> [Tekstfragment]:
....

2.5. Appellant betoogt voorts dat de rechtbank heeft miskend dat het
bouwplan zich niet met de bouwverordening van de gemeente
's-Hertogenbosch verdraagt, omdat het college voor het beoordelen van
het aantal parkeerplaatsen waarin moet worden voorzien ten onrechte
van de in de gemeentelijke nota "Parkeernormen" neergelegde norm voor
een zorgcentrum is uitgegaan en het voorts niet heeft vastgesteld,
hoeveel parkeerplaatsen voor de beoogde uitbreiding nodig zijn.

....

> [Aangeleverde gegevens]:
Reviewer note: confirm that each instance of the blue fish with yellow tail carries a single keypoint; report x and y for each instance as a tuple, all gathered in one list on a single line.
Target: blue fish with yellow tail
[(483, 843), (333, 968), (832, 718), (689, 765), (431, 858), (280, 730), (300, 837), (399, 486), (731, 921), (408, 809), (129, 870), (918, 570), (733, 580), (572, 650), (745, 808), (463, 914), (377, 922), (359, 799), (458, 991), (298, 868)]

....

> [Uit te voeren taken]:
a. Haal alsjeblieft uit het tekstfragment letterlijk de passage van "2.5. Appellant betoogt" tot en met "uitbreiding nodig zijn.".
b. Met de bouwverordening van welke gemeente verdraagt het bouwplan zich volgens appellant in het tekstfragment niet?
Het materiaal is afkomstig uit een andere bron.

> [De resultaten]:
a.
2.5. Appellant betoogt voorts dat de rechtbank heeft miskend dat het
bouwplan zich niet met de bouwverordening van de gemeente
's-Hertogenbosch verdraagt, omdat het college voor het beoordelen van
het aantal parkeerplaatsen waarin moet worden voorzien ten onrechte
van de in de gemeentelijke nota "Parkeernormen" neergelegde norm voor
een zorgcentrum is uitgegaan en het voorts niet heeft vastgesteld,
hoeveel parkeerplaatsen voor de beoogde uitbreiding nodig zijn.

b. De gemeente 's-Hertogenbosch.